> **TEXTE PROPOSÉ**
Critique parue en janvier 2022 dans Bifrost n° 105

Depuis 2008, Seanan McGuire a publié plus d’une cinquantaine de romans et nouvelles. Elle est aussi connue sous le pseudonyme de Mira Grant pour sa trilogie zombie – Feed, Deadline et Red Flag chez Bragelonne. Pygmalion publie déjà sa série de fantasy urbaine, October Daye. Les Portes perdues, prix Hugo, Nebula et Locus 2016 et 2017 dans la catégorie novella, devrait faire l’objet d’une adaptation puisque les droits ont été acquis par la Paramount.

Pour chaque enfant (ou presque) existe une porte vers un autre monde. Un univers différent, obéissant à sa propre logique, sombre ou lumineux, parfois cruel et toujours dangereux. Tous les pensionnaires de la Maison des en­fants indociles d’Eleanor West en sont revenus, changés, et tous ne rêvent que d’une chose : retrouver la porte qui les y con­duira à nouveau tant ils s’y sentaient chez eux, à leur place. En confiant leurs enfants au pensionnat, les familles, déchirées entre incompréhension et in­quiétude, espèrent un retour à la « normale », une guérison de ce qu’ils perçoivent comme un traumatisme ou une pathologie mentale. Ils ignorent que Eleanor West est elle-même une enfant indocile et que sa définition du mot guérison diffère quelque peu. Ce premier tome – la série, toujours en cours, en compte six outre-Atlantique – s’attache aux pas de Nancy, autrefois une fillette enjouée et lumineuse, qui revient du Couloirs des Morts. Peu après son arrivée, Sumi, sa camarade de chambre, est assassinée, et très vite les meurtres s’en­chaînent. Commence alors une enquête dou­blée d’une course contre la montre pour trouver le coupable et l’empêcher de poursuivre le carnage.

> **Extraits de données d'annotation par points**
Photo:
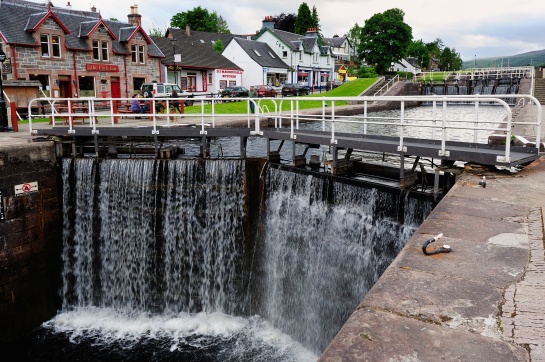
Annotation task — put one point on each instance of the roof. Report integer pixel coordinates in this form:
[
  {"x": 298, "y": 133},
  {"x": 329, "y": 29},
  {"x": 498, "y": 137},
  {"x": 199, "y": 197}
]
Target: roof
[
  {"x": 19, "y": 19},
  {"x": 195, "y": 54},
  {"x": 261, "y": 53},
  {"x": 296, "y": 41}
]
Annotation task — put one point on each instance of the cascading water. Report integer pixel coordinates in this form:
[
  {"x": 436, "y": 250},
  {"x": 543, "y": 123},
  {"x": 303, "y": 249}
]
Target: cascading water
[
  {"x": 156, "y": 265},
  {"x": 326, "y": 244}
]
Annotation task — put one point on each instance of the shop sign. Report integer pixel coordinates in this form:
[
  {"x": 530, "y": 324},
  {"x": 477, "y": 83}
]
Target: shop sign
[{"x": 102, "y": 67}]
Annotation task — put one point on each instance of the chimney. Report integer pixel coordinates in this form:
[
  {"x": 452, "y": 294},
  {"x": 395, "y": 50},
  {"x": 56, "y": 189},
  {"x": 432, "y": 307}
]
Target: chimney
[
  {"x": 312, "y": 33},
  {"x": 268, "y": 23},
  {"x": 135, "y": 19}
]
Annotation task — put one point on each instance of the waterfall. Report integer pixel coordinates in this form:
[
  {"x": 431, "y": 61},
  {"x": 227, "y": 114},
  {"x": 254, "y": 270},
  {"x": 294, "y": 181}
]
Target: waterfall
[
  {"x": 156, "y": 257},
  {"x": 323, "y": 251},
  {"x": 148, "y": 235}
]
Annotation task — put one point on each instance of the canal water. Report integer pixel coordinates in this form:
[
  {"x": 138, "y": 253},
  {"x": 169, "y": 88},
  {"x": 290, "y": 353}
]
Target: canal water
[{"x": 156, "y": 266}]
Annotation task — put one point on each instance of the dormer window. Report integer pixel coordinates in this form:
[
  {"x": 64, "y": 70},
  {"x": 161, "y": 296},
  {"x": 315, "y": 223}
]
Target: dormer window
[
  {"x": 50, "y": 45},
  {"x": 101, "y": 50}
]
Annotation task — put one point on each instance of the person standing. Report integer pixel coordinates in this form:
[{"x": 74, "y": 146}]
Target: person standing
[
  {"x": 175, "y": 103},
  {"x": 252, "y": 94}
]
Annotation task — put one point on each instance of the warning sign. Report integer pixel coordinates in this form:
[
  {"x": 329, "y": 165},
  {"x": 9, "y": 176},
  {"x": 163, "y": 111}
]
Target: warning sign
[{"x": 26, "y": 188}]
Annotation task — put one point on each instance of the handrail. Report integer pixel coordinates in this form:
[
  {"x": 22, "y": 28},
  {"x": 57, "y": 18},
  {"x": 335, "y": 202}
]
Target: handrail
[
  {"x": 291, "y": 110},
  {"x": 388, "y": 85}
]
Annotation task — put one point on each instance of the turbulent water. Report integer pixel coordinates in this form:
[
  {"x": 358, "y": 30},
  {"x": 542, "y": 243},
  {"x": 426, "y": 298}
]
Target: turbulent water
[{"x": 156, "y": 267}]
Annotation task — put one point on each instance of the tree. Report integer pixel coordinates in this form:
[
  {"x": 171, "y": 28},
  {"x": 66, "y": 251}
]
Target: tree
[
  {"x": 354, "y": 36},
  {"x": 384, "y": 39},
  {"x": 222, "y": 26},
  {"x": 304, "y": 19},
  {"x": 218, "y": 46},
  {"x": 285, "y": 22},
  {"x": 197, "y": 19},
  {"x": 417, "y": 49}
]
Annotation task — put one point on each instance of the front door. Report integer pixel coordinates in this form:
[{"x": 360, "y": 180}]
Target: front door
[{"x": 115, "y": 87}]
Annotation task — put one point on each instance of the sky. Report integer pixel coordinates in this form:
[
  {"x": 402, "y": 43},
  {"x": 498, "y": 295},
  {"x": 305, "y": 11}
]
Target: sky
[{"x": 475, "y": 29}]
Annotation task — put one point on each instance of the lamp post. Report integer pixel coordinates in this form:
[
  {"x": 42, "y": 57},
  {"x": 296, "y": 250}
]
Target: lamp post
[
  {"x": 3, "y": 110},
  {"x": 173, "y": 42}
]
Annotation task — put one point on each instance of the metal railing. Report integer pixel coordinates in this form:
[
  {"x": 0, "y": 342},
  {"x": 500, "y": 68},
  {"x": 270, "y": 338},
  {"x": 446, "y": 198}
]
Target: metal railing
[{"x": 293, "y": 110}]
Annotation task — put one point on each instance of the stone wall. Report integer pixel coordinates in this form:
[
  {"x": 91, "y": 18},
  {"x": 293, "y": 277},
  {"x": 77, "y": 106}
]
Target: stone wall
[{"x": 30, "y": 239}]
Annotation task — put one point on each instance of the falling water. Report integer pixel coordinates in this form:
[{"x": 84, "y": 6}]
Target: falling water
[
  {"x": 326, "y": 245},
  {"x": 156, "y": 261}
]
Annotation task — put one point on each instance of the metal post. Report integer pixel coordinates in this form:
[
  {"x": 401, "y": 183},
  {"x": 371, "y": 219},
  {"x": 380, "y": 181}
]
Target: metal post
[{"x": 3, "y": 109}]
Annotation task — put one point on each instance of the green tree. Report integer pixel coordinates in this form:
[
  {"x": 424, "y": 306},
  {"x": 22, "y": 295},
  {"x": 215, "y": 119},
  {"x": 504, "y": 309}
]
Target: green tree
[
  {"x": 354, "y": 36},
  {"x": 197, "y": 19},
  {"x": 222, "y": 26},
  {"x": 218, "y": 46},
  {"x": 384, "y": 39},
  {"x": 285, "y": 22},
  {"x": 304, "y": 19},
  {"x": 417, "y": 49}
]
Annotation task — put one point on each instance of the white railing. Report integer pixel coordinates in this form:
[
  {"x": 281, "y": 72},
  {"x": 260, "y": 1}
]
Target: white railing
[{"x": 293, "y": 110}]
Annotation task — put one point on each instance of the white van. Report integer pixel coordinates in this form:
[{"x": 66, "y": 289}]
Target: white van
[{"x": 164, "y": 90}]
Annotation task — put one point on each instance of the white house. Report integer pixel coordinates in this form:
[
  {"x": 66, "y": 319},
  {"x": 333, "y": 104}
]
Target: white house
[
  {"x": 308, "y": 62},
  {"x": 260, "y": 63},
  {"x": 407, "y": 65}
]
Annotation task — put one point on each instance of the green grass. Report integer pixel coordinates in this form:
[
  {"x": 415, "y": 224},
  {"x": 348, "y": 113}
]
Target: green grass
[{"x": 349, "y": 89}]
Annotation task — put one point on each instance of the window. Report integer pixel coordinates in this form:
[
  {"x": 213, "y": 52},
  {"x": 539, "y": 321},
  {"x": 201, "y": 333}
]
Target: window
[
  {"x": 50, "y": 45},
  {"x": 101, "y": 50}
]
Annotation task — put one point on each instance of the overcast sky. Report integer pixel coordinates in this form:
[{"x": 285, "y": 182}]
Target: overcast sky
[{"x": 481, "y": 28}]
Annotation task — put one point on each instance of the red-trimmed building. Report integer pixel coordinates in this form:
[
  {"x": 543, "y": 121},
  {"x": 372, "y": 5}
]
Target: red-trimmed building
[{"x": 76, "y": 53}]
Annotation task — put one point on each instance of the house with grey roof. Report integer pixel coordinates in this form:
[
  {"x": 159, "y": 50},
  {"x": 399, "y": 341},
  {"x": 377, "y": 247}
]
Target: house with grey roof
[
  {"x": 192, "y": 63},
  {"x": 310, "y": 62},
  {"x": 260, "y": 63},
  {"x": 341, "y": 48},
  {"x": 75, "y": 53}
]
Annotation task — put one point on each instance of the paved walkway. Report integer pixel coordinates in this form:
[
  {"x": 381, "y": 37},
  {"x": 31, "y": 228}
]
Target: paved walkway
[{"x": 484, "y": 301}]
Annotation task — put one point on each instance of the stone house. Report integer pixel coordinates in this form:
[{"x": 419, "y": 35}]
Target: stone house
[
  {"x": 309, "y": 62},
  {"x": 76, "y": 53}
]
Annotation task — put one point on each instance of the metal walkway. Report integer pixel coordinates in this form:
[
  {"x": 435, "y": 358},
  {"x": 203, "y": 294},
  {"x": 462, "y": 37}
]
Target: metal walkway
[{"x": 292, "y": 112}]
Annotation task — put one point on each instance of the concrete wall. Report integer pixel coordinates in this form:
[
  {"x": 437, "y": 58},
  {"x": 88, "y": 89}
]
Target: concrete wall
[{"x": 30, "y": 239}]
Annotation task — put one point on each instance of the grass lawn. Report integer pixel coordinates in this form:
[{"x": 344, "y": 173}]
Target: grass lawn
[{"x": 349, "y": 89}]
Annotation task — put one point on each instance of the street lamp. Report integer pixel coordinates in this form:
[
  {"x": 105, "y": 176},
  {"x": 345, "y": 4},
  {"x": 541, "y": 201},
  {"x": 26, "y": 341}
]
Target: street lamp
[
  {"x": 173, "y": 42},
  {"x": 3, "y": 110}
]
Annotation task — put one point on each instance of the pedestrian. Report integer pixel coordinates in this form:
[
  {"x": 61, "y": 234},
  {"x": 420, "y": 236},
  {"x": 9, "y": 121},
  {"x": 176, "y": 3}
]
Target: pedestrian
[
  {"x": 175, "y": 103},
  {"x": 252, "y": 94}
]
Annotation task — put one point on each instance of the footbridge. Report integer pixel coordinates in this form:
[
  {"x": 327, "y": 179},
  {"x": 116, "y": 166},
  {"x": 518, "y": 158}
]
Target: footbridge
[{"x": 306, "y": 128}]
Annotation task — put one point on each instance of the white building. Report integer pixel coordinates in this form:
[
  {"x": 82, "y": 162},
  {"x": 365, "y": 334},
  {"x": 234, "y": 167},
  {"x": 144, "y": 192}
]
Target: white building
[
  {"x": 260, "y": 63},
  {"x": 308, "y": 62}
]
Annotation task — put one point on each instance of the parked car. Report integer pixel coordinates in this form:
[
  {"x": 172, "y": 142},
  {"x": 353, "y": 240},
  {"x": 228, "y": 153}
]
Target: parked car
[
  {"x": 333, "y": 84},
  {"x": 234, "y": 92},
  {"x": 164, "y": 90},
  {"x": 265, "y": 90},
  {"x": 294, "y": 89}
]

> **EXERCICES**
a) Indiquez si chacune des affirmations suivantes concorde avec la critique, en répondant par oui ou non et en citant les mots décisifs : (i) Les Portes perdues a obtenu le prix Hugo dans la catégorie novella ; (ii) Sumi partage la chambre de Nancy ; (iii) les familles savent qu'Eleanor West est elle-même une enfant indocile.
b) Recopiez à l'identique le passage de la critique qui commence par « Depuis 2008, Seanan » et se termine par « par la Paramount. ».

> **CORRIGÉ**
a)
(i) Oui : « prix Hugo, Nebula et Locus 2016 et 2017 dans la catégorie novella ».
(ii) Oui : « Sumi, sa camarade de chambre, est assassinée ».
(iii) Non : « Ils ignorent que Eleanor West est elle-même une enfant indocile ».

b)
Depuis 2008, Seanan McGuire a publié plus d’une cinquantaine de romans et nouvelles. Elle est aussi connue sous le pseudonyme de Mira Grant pour sa trilogie zombie – Feed, Deadline et Red Flag chez Bragelonne. Pygmalion publie déjà sa série de fantasy urbaine, October Daye. Les Portes perdues, prix Hugo, Nebula et Locus 2016 et 2017 dans la catégorie novella, devrait faire l’objet d’une adaptation puisque les droits ont été acquis par la Paramount.